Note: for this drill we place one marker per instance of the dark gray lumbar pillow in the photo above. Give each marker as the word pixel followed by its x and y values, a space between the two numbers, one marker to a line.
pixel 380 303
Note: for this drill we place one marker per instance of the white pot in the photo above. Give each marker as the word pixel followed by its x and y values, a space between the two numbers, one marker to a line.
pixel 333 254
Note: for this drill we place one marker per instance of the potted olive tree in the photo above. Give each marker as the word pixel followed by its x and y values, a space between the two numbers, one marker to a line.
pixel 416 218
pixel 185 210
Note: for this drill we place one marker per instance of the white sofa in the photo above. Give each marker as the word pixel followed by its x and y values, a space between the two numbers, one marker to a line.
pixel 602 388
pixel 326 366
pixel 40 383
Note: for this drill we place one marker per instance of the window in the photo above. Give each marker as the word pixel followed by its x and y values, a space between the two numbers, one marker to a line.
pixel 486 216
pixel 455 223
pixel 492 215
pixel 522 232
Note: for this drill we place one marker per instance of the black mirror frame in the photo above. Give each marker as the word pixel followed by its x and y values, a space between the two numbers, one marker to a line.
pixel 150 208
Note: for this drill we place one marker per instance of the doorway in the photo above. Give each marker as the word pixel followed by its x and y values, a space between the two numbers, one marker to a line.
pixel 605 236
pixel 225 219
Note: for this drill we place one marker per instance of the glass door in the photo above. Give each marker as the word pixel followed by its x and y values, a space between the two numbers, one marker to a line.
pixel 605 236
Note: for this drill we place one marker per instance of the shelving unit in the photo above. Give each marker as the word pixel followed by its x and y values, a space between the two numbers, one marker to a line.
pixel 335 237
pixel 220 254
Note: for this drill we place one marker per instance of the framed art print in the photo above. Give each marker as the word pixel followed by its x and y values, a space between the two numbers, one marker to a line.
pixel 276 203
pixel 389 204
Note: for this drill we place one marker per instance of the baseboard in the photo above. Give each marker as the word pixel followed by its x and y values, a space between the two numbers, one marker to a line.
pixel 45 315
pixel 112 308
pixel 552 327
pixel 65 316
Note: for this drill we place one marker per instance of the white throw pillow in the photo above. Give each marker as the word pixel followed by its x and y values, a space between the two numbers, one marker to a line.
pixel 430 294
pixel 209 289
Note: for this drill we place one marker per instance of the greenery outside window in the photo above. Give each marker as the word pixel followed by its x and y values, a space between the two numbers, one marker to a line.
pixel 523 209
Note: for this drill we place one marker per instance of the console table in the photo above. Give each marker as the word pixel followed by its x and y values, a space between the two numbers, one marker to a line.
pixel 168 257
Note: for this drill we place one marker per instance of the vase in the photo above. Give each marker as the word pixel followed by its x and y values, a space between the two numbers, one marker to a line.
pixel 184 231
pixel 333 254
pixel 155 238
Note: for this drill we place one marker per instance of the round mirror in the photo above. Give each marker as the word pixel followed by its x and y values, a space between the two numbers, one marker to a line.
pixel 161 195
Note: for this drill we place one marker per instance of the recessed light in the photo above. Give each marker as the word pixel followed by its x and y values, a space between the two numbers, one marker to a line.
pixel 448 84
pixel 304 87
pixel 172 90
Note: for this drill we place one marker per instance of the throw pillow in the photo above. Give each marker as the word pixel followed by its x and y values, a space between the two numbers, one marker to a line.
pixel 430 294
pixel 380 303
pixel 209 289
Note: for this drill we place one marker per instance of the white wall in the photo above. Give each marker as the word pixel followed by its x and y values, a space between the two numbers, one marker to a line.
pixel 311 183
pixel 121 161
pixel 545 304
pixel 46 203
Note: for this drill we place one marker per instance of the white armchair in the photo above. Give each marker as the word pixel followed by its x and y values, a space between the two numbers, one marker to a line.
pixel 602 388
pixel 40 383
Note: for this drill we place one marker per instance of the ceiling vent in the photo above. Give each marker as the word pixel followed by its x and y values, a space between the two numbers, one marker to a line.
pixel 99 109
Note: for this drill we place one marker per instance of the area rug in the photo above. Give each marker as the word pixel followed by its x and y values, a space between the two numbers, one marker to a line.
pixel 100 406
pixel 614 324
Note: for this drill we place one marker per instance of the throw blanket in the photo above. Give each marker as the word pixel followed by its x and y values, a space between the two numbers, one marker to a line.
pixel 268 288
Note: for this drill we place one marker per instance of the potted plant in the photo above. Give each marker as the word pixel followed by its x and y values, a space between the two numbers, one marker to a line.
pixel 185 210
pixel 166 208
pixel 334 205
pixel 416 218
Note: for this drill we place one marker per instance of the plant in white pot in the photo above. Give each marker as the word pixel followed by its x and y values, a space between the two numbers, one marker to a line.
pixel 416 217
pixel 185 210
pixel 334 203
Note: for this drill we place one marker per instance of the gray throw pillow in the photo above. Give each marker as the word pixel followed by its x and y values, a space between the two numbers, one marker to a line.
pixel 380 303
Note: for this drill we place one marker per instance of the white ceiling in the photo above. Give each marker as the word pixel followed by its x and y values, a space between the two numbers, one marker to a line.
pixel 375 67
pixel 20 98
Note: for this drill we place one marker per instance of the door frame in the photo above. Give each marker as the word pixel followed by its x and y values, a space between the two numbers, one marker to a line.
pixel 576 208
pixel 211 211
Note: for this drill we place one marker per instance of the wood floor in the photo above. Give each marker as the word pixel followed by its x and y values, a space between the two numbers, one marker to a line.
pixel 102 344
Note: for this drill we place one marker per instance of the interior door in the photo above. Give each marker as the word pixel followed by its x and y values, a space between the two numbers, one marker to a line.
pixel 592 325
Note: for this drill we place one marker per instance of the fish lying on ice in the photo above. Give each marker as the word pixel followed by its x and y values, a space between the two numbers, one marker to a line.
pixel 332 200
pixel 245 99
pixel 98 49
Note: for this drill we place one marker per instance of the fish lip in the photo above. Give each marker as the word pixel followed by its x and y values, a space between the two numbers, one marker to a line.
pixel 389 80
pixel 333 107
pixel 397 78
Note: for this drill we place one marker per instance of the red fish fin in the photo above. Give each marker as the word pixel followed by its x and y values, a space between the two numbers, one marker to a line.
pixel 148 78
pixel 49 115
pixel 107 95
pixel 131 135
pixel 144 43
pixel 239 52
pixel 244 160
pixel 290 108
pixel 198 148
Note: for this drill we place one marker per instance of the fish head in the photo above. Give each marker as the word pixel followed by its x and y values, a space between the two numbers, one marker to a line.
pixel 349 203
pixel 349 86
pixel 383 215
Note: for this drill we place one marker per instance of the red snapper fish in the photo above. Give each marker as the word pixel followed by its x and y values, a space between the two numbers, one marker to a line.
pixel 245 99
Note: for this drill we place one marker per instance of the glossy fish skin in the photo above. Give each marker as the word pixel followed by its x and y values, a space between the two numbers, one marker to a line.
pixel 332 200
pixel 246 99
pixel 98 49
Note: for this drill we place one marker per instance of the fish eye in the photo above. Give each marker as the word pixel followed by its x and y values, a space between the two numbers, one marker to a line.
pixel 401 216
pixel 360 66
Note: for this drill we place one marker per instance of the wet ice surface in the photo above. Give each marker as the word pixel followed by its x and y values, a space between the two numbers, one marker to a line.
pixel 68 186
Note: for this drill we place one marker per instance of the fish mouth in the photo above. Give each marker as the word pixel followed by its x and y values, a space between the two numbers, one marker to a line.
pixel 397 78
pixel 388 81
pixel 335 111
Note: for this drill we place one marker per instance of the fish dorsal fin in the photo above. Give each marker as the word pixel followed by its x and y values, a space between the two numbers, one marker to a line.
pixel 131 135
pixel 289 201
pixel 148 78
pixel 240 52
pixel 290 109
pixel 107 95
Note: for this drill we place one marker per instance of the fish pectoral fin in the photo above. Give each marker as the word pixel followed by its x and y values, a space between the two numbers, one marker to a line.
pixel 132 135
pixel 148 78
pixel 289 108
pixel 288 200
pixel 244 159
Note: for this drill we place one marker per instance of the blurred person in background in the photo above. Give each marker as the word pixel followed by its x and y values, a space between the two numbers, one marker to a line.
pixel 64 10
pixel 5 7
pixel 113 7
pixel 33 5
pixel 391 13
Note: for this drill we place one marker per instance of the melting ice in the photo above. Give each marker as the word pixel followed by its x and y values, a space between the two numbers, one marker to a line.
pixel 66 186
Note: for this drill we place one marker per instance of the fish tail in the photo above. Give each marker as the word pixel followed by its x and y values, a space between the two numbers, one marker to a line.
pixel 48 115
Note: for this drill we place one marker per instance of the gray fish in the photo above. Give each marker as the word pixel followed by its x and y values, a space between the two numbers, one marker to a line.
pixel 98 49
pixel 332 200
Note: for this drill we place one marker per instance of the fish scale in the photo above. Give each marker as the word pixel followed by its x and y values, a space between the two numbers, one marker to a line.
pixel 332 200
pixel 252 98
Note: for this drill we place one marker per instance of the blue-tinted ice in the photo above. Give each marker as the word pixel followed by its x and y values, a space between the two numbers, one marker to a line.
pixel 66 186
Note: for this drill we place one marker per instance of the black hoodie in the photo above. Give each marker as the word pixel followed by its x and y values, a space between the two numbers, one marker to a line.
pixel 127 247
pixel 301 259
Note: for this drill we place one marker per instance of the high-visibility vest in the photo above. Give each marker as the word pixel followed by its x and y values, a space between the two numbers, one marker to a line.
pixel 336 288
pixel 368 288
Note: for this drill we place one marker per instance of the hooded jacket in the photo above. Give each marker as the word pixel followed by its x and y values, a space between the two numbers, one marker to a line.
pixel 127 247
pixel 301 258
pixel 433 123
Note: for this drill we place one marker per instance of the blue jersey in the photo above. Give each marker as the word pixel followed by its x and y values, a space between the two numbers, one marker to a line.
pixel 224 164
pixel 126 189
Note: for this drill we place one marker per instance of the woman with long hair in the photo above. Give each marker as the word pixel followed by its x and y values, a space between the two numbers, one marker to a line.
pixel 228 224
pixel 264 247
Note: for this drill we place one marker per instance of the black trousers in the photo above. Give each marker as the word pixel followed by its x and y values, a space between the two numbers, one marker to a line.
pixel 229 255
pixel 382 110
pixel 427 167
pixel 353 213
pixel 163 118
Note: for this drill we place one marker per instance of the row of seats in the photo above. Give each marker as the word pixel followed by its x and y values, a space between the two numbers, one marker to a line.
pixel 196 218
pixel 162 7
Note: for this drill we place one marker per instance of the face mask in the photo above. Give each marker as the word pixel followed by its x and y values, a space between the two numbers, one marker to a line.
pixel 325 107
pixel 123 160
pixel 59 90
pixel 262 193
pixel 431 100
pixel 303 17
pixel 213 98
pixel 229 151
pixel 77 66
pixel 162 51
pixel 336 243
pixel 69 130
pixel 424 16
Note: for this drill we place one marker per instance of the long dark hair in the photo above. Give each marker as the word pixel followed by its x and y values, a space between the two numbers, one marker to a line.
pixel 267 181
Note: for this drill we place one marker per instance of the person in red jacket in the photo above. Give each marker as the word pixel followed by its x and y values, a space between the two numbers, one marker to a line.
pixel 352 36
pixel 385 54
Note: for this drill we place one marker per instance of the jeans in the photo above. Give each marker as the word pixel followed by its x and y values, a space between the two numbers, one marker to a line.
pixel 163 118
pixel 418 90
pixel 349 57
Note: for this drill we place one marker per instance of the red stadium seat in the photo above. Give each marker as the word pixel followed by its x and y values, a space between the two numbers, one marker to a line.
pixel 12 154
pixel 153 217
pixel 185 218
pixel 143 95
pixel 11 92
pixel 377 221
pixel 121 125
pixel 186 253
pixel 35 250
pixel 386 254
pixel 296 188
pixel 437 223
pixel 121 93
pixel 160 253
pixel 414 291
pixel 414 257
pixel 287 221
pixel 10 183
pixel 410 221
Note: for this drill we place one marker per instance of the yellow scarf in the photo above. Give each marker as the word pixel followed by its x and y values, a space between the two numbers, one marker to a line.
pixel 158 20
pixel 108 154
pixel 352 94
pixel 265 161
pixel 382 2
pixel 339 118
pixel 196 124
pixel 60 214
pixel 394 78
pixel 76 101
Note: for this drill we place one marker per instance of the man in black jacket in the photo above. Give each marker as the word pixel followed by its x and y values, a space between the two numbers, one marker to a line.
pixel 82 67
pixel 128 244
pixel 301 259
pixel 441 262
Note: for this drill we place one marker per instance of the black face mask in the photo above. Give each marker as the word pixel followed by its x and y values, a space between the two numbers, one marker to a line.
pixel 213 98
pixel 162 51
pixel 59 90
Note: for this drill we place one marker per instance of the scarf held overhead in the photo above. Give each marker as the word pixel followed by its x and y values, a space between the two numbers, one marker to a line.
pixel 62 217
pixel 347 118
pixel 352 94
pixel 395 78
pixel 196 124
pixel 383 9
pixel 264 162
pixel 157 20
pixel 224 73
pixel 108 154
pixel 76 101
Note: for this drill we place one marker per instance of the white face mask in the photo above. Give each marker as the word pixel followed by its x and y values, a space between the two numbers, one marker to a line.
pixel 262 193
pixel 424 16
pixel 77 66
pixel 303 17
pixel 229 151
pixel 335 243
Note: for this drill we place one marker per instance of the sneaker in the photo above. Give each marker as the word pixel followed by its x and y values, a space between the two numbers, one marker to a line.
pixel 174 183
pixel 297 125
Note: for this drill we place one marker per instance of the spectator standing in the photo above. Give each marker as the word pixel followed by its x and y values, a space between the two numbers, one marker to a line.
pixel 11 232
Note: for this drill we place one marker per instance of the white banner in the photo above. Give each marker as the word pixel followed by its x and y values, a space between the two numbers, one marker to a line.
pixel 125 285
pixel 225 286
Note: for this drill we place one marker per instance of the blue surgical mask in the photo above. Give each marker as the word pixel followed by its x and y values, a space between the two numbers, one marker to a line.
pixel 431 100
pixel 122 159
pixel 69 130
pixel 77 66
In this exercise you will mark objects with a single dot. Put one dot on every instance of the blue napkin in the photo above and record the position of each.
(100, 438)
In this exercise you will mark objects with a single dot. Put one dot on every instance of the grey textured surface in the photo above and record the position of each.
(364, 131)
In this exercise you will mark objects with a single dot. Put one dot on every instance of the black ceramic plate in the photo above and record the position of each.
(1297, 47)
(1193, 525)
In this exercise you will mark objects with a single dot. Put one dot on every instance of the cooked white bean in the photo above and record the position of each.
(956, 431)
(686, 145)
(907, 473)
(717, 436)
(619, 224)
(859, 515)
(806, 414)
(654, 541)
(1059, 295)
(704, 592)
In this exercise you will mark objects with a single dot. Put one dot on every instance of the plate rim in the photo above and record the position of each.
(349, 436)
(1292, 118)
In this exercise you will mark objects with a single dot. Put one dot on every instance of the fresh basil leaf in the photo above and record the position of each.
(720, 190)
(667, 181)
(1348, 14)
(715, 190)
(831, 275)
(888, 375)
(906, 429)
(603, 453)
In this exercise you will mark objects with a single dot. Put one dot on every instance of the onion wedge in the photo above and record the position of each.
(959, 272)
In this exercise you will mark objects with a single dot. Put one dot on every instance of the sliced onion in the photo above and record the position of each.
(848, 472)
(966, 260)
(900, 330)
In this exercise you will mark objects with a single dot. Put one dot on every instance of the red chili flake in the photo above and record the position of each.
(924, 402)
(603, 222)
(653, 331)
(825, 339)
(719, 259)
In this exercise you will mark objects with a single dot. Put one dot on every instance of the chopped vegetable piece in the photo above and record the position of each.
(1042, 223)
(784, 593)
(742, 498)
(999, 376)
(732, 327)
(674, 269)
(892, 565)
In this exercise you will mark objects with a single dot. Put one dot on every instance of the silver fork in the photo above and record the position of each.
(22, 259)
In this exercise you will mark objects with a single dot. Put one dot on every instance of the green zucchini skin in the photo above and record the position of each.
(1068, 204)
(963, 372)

+++

**Written instruction:** Give the portion of the listing from the line containing "of the recessed" through the line containing "pixel 172 90" as a two-column CSV headed instruction and points. Put one row per instruction, with the instruction text in one quoted field, every coordinate line that follows it in a second quoted field, and line breaks replaced by spaces.

**The response:**
instruction,points
"Note: for this drill we place one marker per instance of the recessed light in the photo above. Give each marker as the word pixel followed by its x and y values, a space between the two numbers, one marker to a line.","pixel 448 84 pixel 304 87 pixel 172 90"